REQUIREMENTS: Return the material below word for word, from the first line through the last, with nothing added or changed.

DATA TO PROCESS:
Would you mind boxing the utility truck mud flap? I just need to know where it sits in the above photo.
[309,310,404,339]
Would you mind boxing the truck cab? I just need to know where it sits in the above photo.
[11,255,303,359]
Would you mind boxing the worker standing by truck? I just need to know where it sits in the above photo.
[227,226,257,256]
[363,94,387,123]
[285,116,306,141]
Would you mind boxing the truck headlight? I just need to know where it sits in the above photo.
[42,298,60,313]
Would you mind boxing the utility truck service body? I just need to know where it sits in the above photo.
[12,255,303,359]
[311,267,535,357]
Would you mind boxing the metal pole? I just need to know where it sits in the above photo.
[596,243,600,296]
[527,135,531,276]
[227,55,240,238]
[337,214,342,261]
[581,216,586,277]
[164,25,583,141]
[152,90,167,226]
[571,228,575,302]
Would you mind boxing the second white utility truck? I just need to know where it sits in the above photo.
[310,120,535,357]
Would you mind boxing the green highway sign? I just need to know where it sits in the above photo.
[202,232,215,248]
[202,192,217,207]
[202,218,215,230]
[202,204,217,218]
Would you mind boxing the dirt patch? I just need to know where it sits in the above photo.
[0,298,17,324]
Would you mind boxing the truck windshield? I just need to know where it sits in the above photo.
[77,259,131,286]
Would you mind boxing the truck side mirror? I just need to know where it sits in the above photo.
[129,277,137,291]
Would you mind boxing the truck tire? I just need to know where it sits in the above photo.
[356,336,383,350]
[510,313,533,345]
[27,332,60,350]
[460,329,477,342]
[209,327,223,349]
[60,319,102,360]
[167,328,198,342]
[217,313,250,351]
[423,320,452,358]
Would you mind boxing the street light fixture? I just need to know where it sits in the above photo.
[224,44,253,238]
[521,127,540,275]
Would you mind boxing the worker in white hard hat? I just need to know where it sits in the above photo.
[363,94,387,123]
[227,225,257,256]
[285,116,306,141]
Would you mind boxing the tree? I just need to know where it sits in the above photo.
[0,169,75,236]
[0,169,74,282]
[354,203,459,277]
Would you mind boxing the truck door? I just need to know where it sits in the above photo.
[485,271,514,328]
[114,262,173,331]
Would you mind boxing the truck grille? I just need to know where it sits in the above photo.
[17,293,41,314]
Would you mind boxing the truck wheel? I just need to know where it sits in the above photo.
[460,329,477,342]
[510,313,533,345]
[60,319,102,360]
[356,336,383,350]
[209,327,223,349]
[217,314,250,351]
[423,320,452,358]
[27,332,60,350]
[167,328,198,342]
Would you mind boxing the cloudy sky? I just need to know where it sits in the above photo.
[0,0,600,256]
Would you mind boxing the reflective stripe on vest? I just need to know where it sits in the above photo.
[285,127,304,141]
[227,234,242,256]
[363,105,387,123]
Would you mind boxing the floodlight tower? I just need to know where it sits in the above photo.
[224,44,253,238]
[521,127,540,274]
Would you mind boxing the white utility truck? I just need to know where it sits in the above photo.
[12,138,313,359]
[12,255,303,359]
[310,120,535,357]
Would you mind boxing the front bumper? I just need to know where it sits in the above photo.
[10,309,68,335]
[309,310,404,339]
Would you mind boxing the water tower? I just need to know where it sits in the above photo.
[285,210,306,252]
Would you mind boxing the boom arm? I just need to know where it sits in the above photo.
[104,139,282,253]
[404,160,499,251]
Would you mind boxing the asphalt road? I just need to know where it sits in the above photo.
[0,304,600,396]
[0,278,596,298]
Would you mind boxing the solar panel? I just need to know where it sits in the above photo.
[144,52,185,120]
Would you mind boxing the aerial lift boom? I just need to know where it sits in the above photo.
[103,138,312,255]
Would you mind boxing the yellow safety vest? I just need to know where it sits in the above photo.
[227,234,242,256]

ANSWER FOR THIS EXERCISE:
Would you mind boxing the utility truck mud flap? I just need to know where it sits in the above photo.
[309,310,404,339]
Would you mind boxing the truck cab? I just need to know where it sits in the above photo.
[11,255,303,359]
Would you mind boxing the worker standing by truck? I just need to know where it sits in the above photo.
[227,226,257,256]
[363,94,387,123]
[285,116,306,141]
Would you mind boxing the truck headlight? I just need to know where it sits in the above photo.
[42,298,60,313]
Would you mind boxing the utility truck service body? I just need to know where it sits in the above photo.
[12,255,303,359]
[311,267,535,357]
Would you mind boxing the metal pole? I just need to know where it sits in the above photo.
[596,243,600,296]
[527,135,531,276]
[227,55,240,238]
[337,214,342,261]
[581,216,586,277]
[164,25,583,141]
[152,90,167,226]
[571,228,575,302]
Would you mind boxing the second white utility truck? I just need to know where it sits in the above photo.
[310,120,535,357]
Would you mind boxing the green highway sign? I just need to know where it sits in the above photo.
[202,232,215,248]
[202,192,217,207]
[202,218,215,230]
[202,204,217,218]
Would you mind boxing the dirt patch? I just need to know where it sits in the above photo.
[0,298,17,324]
Would you mind boxing the truck windshield? I just need to know where it sits in the above photo.
[77,259,131,286]
Would you mind boxing the truck side mirror? I just need to know where it sits in the above photo.
[129,277,137,291]
Would you mind boxing the truck tire? I just need to know where it sits in the above photo.
[356,336,383,350]
[510,313,533,345]
[27,332,60,350]
[460,329,477,342]
[209,327,223,349]
[60,319,102,360]
[167,328,198,342]
[217,313,250,351]
[423,320,452,358]
Would you mind boxing the street light fixture? I just need to know where it sits in the above photo.
[224,44,253,238]
[521,127,540,275]
Would you mind boxing the worker in white hard hat? I just need to know where it sits in the above photo.
[363,94,387,123]
[227,225,257,256]
[285,116,306,141]
Would you mind boxing the tree? I just need to know where it sits in the above photo.
[0,169,75,236]
[0,169,74,282]
[354,203,459,277]
Would you mind boxing the truck door? I just need to know where it sits in the above photo.
[485,271,514,328]
[114,262,173,331]
Would you mind boxing the truck grille? I just need to know where it sits in the above photo.
[17,293,41,314]
Would you mind boxing the truck wheel? I just need to know where it sits in the above photo.
[460,329,477,342]
[510,313,533,345]
[60,319,102,360]
[356,336,383,350]
[209,327,223,349]
[217,314,250,351]
[423,320,452,358]
[27,332,60,350]
[167,328,198,342]
Would you mind boxing the cloudy sky? I just need to know where it sits in the above photo.
[0,0,600,256]
Would you mind boxing the reflective stripe on vest? I just need to know where it sits in the above photo.
[285,127,304,141]
[227,234,242,256]
[363,105,387,123]
Would you mind boxing the floodlight tower? I just need to know where it sits in the above photo.
[224,44,253,238]
[521,127,540,274]
Would you mind boxing the white utility truck? I just need to know where it sits in the above photo.
[12,138,313,359]
[12,255,303,359]
[310,120,535,357]
Would you mind boxing the front bumper? I just need to know where it sits in the above photo.
[10,309,68,335]
[309,310,404,339]
Would you mind boxing the water tower? I just need to know where it sits in the above photo.
[285,210,306,252]
Would you mind boxing the boom arm? I just need to know where it sits in the above photo.
[104,139,282,253]
[404,160,499,251]
Would you mind boxing the asphalt road? I just need to know where it sits in the above photo.
[0,304,600,396]
[0,278,596,298]
Would you mind boxing the solar panel? I just need to know where it sits in the above photo.
[144,52,185,120]
Would you mind boxing the aerial lift boom? I just need to know where it sits in the above photo.
[103,138,312,255]
Would you mind boxing the yellow safety vest? I just need to know where it sits in the above photo.
[227,234,242,256]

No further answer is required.